_Provided data_.
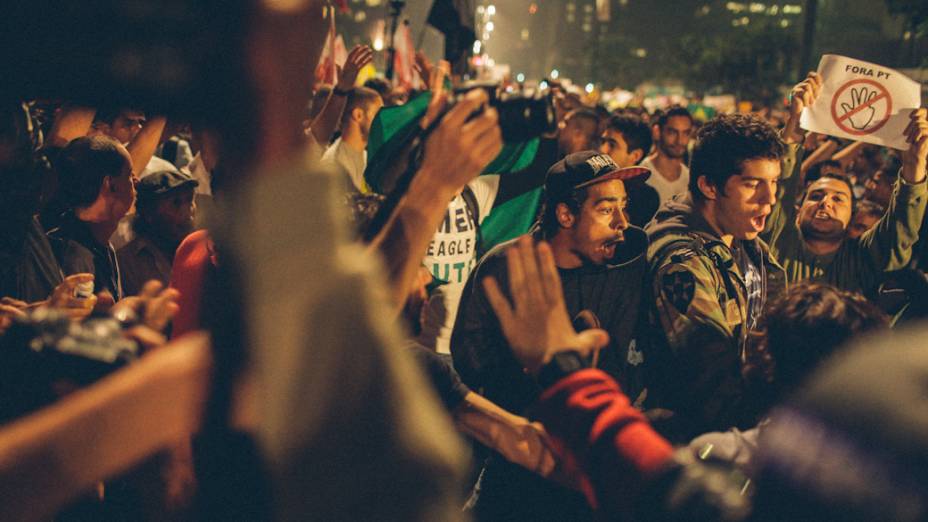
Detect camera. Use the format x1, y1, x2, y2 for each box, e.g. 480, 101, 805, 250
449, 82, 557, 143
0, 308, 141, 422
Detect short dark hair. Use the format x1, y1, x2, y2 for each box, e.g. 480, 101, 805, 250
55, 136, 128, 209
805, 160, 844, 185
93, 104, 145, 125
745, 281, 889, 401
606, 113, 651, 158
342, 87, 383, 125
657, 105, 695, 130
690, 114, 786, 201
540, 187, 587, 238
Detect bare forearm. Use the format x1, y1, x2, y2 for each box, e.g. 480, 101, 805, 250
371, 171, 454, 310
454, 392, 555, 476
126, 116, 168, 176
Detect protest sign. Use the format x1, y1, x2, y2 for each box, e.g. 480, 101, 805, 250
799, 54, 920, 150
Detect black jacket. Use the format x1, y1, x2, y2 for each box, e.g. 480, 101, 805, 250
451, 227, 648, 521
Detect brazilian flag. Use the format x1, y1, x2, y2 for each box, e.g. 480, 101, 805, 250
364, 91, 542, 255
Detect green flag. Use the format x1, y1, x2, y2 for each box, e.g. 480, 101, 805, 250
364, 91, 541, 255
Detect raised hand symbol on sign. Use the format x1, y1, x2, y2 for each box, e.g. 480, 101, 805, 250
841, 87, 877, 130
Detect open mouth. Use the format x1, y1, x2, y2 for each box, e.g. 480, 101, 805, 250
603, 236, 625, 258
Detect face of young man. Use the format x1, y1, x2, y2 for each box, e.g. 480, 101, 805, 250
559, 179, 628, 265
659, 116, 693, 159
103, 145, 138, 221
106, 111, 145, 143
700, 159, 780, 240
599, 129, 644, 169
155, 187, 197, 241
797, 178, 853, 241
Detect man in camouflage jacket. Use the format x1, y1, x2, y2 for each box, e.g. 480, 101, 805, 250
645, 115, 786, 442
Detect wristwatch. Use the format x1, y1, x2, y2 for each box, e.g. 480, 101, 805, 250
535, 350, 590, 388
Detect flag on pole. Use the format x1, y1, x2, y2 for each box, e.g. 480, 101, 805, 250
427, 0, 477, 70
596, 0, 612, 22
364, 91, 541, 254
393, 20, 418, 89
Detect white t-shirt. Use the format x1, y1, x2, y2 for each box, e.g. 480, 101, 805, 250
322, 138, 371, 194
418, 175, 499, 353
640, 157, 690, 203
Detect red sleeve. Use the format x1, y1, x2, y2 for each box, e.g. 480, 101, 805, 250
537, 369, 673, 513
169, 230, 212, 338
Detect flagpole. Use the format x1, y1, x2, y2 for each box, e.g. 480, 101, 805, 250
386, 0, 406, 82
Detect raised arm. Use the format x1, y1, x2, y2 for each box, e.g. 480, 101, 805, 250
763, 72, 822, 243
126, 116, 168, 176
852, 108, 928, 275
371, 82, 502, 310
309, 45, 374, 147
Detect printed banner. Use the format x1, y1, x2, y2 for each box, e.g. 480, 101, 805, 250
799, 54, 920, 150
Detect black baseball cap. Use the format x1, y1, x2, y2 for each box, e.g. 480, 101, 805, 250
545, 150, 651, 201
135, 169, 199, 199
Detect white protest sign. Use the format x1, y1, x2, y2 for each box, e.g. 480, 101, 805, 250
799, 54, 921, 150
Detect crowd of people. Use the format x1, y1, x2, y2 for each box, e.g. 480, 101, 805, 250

_Short problem_. Convert every line of the records above into a single numbered list, leaving out blank lines and leaving out the pictures.

_Written answer_.
1. Detect camera. Use the format x1, y1, x2, y2 for each box, e.g. 480, 101, 805, 250
2. 449, 82, 557, 143
3. 0, 308, 141, 422
4. Detect short dark hair. Use the format x1, y1, x2, y2 for each box, e.g. 480, 101, 805, 250
5. 55, 136, 128, 209
6. 805, 160, 844, 185
7. 93, 104, 145, 125
8. 745, 281, 889, 401
9. 606, 113, 651, 158
10. 342, 87, 383, 125
11. 657, 105, 695, 130
12. 690, 114, 786, 201
13. 540, 187, 587, 238
14. Detect bare forearm. Use the format x1, y1, x2, y2 for each box, e.g. 480, 101, 805, 250
15. 371, 171, 454, 310
16. 454, 392, 555, 476
17. 126, 116, 168, 176
18. Detect protest sign. Use the format x1, y1, x2, y2 for each box, e.g. 480, 101, 805, 250
19. 799, 54, 920, 150
20. Detect black jacket. Use the format x1, y1, x2, y2 for each box, e.g. 480, 101, 805, 250
21. 451, 227, 648, 521
22. Detect brazilian flag. Use the format x1, y1, x2, y2 for each box, e.g. 480, 101, 805, 250
23. 364, 91, 542, 255
24. Detect green flag. Use the format x1, y1, x2, y2 for each box, e.g. 480, 101, 805, 250
25. 364, 91, 541, 255
26. Detect raised hand symbol on sign. Use the format x1, y1, x2, y2 for each box, e.g. 480, 101, 805, 250
27. 841, 87, 877, 130
28. Detect open mouth. Use the format x1, y1, x2, y2 for each box, e.g. 480, 101, 805, 250
29. 603, 236, 625, 258
30. Detect face of young man. Use the format x1, y1, x2, y2 for each box, e.g. 480, 101, 805, 250
31. 559, 179, 628, 265
32. 659, 116, 693, 159
33. 103, 145, 138, 221
34. 106, 111, 145, 143
35. 700, 159, 780, 240
36. 599, 129, 644, 169
37. 155, 187, 197, 241
38. 797, 178, 853, 241
39. Detect man in camouflage jacket. Use the format x1, y1, x2, y2 for each box, e.g. 480, 101, 805, 250
40. 645, 115, 786, 442
41. Detect wristwatch. Use the format x1, y1, x2, y2 for each box, e.g. 480, 101, 805, 250
42. 535, 350, 590, 388
43. Detect flag on pole. Use the format x1, y1, x2, y2 for each box, e.g. 480, 101, 805, 250
44. 427, 0, 477, 70
45. 596, 0, 612, 22
46. 364, 91, 541, 254
47. 393, 20, 418, 89
48. Detect white t-shirt. Use the format x1, y1, x2, y2 for each box, e.g. 480, 101, 805, 250
49. 322, 138, 371, 194
50. 418, 175, 499, 353
51. 640, 157, 690, 203
52. Detect red sleeve. Use the format x1, y1, x2, y2 for each box, e.g. 480, 101, 805, 250
53. 537, 369, 673, 513
54. 169, 230, 212, 338
55. Detect flagpole. Use the format x1, y1, x2, y2 for each box, e.g. 480, 101, 805, 250
56. 386, 0, 406, 82
57. Detect raised arm. Use the format x1, y1, x2, y2 for each box, e.g. 480, 101, 805, 250
58. 763, 72, 822, 243
59. 126, 116, 168, 176
60. 852, 108, 928, 275
61. 371, 82, 502, 310
62. 309, 45, 374, 147
63. Detect printed banner. Use the format x1, y1, x2, y2 for each box, e.g. 480, 101, 805, 250
64. 799, 54, 920, 150
65. Detect black baseball cap. Use the format x1, y1, x2, y2 for each box, e.g. 480, 101, 805, 250
66. 545, 150, 651, 201
67. 135, 169, 199, 199
68. Detect white protest sign. Use the format x1, y1, x2, y2 for each box, e.g. 480, 101, 805, 250
69. 799, 54, 921, 150
70. Detect crowd of people. Use the format x1, y1, x2, y2 for each box, e.g. 480, 101, 805, 250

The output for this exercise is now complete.